# Nike Boot Fit



## tygrannas (Sep 14, 2012)

I am considering getting a pair of Nike Lunarendor boots but there are no shops around where I can try them on. I have used K2 UFO and DC Judge boots the last couple of years. I am wondering if Nike has a similar fit because I heard Nike boots run small.


----------



## lab49232 (Sep 13, 2011)

Buy boots from a brand that is still gonna exist next season. Nike is ending their snow line after this season.


----------



## tonicusa (Feb 27, 2008)

I love the Nike Kaiju and I will probably grab a pair of Lunars before they are gone forever. I just bought 3 pairs of Kaiju because Nike won't be around long, and nobody else makes a boot I like as much.

The Kaiju runs true to sneaker size but just keep in mind you don't buy sneakers with your toes touching the end of the toe box! LOL 

The Kaiju doesn't run small, just no slop. And it seems like their lower end boots fit differently from what guys say.


----------



## tygrannas (Sep 14, 2012)

tonicusa said:


> I love the Nike Kaiju and I will probably grab a pair of Lunars before they are gone forever. I just bought 3 pairs of Kaiju because Nike won't be around long, and nobody else makes a boot I like as much.
> 
> The Kaiju runs true to sneaker size but just keep in mind you don't buy sneakers with your toes touching the end of the toe box! LOL
> 
> The Kaiju doesn't run small, just no slop. And it seems like their lower end boots fit differently from what guys say.

> Objective 1: In the boot fit thread, how many pairs of Kaiju did tonicusa buy?
The entries that come next have no connection to the boot fit thread.

> Raw data:
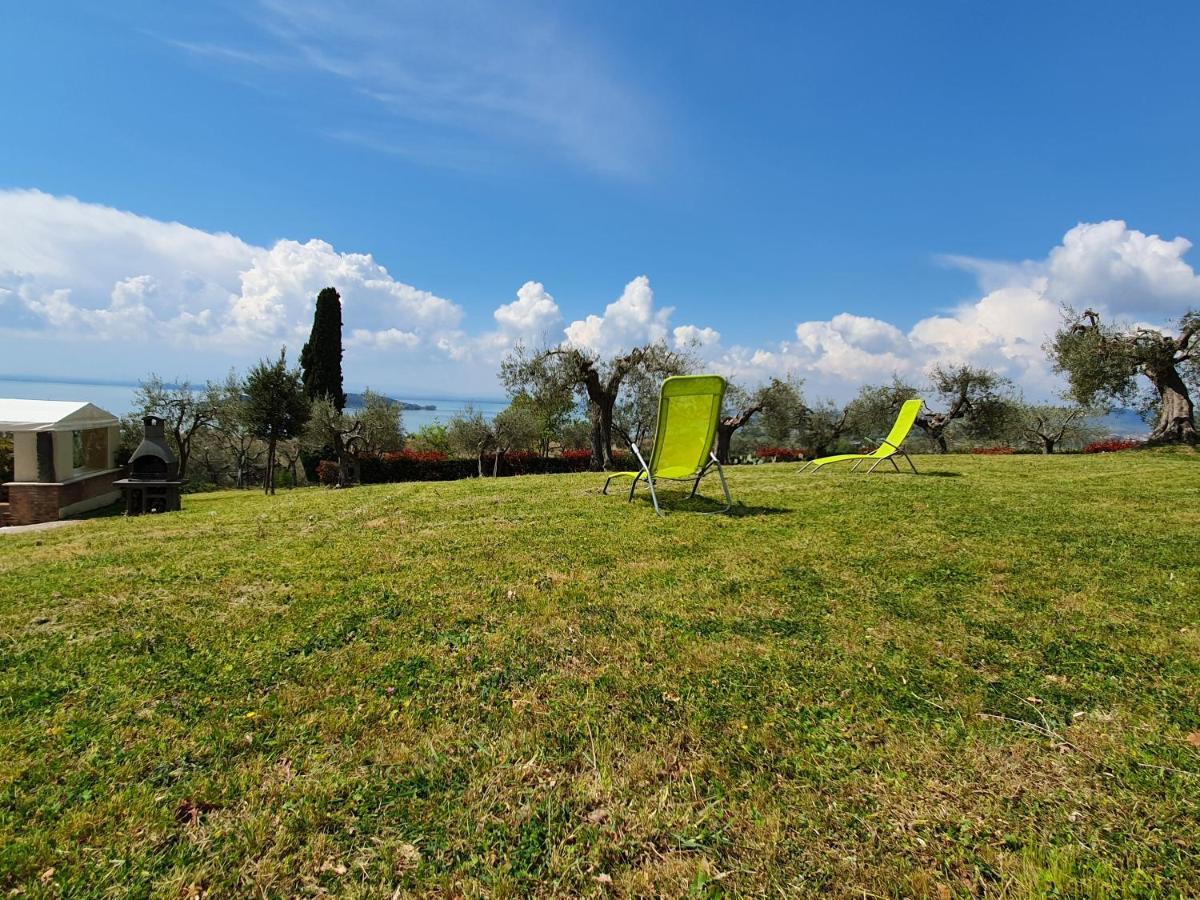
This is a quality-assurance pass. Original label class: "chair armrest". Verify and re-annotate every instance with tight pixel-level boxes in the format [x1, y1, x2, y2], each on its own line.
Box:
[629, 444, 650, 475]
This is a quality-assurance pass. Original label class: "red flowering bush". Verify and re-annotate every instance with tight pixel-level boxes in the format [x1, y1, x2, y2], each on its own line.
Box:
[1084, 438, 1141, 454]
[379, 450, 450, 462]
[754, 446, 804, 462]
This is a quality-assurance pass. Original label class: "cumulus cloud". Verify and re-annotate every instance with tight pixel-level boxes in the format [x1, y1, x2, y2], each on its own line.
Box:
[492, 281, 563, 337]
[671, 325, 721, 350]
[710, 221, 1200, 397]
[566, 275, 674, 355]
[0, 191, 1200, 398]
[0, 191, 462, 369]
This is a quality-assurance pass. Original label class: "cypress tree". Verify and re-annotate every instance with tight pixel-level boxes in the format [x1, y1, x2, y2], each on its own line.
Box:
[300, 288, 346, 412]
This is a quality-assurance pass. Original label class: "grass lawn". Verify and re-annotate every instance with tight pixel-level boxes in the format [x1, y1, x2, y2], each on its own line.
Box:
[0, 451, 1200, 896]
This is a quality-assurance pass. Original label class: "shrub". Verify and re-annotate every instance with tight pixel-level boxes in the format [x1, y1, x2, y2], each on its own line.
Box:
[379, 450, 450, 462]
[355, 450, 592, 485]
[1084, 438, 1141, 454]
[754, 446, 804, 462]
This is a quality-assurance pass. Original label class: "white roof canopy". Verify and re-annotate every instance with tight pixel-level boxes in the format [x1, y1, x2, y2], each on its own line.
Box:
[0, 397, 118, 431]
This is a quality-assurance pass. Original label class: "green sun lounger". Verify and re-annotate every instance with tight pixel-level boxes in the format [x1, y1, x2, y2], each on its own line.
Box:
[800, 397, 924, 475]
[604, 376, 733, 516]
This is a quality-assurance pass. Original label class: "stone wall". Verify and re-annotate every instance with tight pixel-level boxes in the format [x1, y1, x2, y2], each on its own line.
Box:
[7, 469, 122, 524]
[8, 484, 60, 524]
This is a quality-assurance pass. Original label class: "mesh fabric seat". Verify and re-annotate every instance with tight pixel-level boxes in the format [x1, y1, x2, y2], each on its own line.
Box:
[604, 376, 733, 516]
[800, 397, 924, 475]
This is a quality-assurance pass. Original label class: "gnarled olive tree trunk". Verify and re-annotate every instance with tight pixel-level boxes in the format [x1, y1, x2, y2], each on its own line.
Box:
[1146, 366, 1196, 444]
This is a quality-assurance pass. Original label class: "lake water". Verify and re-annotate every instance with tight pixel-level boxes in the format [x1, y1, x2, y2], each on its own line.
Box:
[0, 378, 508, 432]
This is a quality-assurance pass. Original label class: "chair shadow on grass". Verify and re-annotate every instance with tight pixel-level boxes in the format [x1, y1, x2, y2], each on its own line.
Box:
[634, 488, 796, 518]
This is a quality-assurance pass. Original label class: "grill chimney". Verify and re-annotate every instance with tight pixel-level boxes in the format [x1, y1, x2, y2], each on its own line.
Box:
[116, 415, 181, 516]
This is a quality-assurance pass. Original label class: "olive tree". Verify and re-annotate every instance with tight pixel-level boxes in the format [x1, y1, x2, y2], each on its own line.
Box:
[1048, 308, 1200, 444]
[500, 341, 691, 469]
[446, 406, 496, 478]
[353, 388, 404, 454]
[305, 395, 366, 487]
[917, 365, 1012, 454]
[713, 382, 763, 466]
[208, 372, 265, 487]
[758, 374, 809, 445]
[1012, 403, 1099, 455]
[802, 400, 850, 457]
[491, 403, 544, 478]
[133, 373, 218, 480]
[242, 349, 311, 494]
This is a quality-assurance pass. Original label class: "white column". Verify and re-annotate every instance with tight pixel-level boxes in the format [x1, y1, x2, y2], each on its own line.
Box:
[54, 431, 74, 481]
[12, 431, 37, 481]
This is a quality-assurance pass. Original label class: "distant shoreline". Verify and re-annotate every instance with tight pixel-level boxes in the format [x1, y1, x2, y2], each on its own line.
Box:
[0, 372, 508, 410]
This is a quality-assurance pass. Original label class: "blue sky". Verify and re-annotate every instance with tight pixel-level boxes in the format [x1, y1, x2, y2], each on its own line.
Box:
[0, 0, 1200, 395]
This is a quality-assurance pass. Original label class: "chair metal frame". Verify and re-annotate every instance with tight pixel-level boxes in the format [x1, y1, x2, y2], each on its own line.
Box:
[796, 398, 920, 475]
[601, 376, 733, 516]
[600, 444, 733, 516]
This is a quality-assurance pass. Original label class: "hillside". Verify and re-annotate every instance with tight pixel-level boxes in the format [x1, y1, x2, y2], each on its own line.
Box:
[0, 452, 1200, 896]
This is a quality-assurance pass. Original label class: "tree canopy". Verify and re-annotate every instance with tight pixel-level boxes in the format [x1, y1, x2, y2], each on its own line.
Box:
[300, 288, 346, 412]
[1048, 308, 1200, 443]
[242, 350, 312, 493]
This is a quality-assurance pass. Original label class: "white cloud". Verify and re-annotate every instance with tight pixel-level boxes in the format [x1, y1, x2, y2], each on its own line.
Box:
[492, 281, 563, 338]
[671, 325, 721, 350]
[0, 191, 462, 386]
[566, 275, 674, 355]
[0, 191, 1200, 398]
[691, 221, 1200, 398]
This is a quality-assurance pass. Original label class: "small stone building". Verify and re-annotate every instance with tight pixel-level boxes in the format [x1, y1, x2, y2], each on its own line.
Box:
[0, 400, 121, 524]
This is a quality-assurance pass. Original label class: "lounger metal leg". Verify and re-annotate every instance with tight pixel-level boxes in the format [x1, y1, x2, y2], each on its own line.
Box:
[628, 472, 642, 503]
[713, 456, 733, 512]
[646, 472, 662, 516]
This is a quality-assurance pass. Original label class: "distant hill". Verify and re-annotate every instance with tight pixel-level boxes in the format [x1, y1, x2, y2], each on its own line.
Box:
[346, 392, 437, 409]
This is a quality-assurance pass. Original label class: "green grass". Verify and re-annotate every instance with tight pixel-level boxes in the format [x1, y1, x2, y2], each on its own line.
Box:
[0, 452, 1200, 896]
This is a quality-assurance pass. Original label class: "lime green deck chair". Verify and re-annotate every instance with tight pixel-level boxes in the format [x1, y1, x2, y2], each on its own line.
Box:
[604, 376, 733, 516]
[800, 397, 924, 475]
==
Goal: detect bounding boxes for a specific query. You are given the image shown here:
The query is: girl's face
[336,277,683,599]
...
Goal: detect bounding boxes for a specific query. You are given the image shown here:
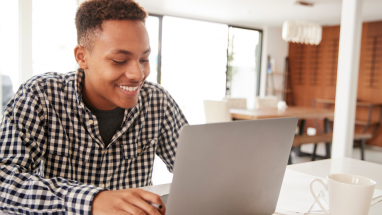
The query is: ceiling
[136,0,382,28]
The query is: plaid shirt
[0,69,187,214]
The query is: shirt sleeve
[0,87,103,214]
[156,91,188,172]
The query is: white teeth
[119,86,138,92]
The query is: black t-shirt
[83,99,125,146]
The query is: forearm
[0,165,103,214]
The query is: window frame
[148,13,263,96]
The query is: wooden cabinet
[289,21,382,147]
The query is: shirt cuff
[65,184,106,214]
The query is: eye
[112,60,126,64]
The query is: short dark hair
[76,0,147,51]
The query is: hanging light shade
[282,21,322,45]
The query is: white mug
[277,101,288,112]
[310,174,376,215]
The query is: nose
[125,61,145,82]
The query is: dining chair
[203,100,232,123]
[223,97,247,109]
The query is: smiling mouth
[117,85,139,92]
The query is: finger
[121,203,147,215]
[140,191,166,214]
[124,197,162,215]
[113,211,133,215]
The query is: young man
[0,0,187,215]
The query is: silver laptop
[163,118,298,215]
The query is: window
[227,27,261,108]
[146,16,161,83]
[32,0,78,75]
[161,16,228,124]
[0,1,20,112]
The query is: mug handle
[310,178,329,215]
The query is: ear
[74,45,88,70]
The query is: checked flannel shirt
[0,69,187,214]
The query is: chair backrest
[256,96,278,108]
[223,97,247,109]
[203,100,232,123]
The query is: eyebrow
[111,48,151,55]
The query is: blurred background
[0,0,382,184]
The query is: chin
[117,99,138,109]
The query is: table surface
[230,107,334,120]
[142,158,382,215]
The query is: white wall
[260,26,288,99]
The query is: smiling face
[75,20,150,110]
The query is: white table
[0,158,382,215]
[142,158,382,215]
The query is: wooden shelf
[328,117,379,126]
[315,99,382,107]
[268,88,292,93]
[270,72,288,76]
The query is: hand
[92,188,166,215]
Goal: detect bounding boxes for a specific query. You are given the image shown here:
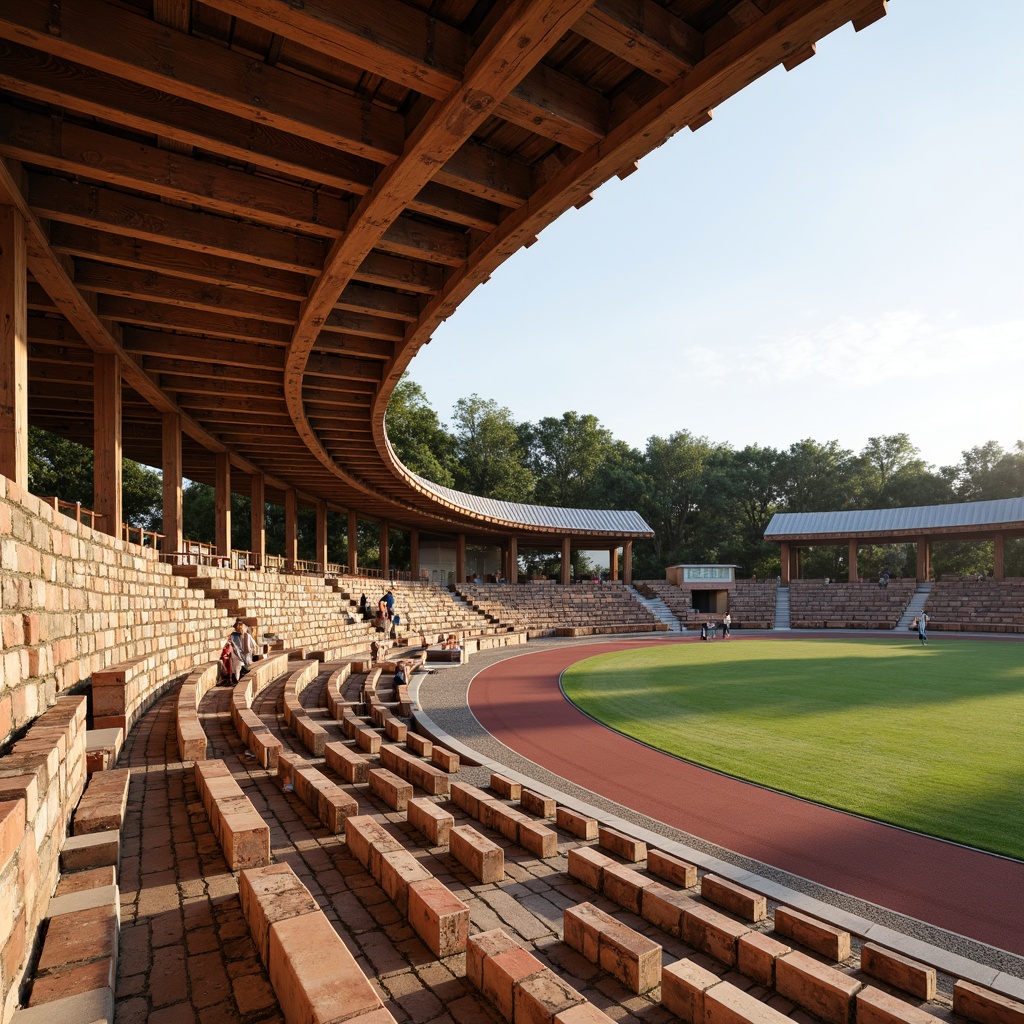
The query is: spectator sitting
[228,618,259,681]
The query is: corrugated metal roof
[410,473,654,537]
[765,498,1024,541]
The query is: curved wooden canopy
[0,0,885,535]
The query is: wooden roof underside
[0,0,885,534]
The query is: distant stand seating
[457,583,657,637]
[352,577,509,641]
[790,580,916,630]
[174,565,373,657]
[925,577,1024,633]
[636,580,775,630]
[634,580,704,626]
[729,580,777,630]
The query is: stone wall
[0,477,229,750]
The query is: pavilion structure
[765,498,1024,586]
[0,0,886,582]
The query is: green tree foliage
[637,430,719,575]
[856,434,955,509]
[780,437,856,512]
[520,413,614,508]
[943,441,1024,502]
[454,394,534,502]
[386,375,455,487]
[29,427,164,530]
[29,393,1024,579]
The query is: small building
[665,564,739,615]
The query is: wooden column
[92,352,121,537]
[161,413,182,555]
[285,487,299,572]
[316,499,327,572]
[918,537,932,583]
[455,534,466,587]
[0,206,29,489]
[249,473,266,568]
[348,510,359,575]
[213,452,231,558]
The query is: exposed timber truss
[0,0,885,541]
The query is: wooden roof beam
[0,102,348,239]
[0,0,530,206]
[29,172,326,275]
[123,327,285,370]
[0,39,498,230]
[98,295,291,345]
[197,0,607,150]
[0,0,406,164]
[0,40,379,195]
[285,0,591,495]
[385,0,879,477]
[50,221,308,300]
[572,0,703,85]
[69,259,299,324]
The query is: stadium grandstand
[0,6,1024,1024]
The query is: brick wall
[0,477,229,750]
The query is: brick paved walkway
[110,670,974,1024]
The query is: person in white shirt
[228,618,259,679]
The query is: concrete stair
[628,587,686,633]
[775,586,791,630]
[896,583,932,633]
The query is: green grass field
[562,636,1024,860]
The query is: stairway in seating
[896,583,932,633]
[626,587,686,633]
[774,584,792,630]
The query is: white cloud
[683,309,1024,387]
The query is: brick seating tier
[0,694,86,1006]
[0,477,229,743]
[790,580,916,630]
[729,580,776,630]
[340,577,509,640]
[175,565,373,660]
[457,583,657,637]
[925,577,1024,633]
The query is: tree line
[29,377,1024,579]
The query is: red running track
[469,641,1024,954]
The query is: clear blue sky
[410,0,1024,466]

> Objective 2: Rewrite the entries from the line with "The query is: stairway in seating" to the line with "[410,0,1024,466]" as a numbered list, leaving out blank lines.

> Exercise solution 1: Three pairs.

> Exercise solution 2:
1. The query is: stairway in seating
2. [896,583,932,633]
3. [626,587,686,633]
4. [774,584,792,630]
5. The query is: white cloud
6. [683,309,1024,387]
7. The query is: brick seating tier
8. [0,694,86,1006]
9. [0,477,229,743]
10. [790,580,916,630]
11. [729,580,776,630]
12. [340,577,509,640]
13. [175,565,373,660]
14. [457,583,657,637]
15. [925,577,1024,633]
16. The query is: tree line
17. [29,377,1024,579]
18. The query is: red running track
19. [469,641,1024,954]
20. The query is: clear blue sky
21. [410,0,1024,466]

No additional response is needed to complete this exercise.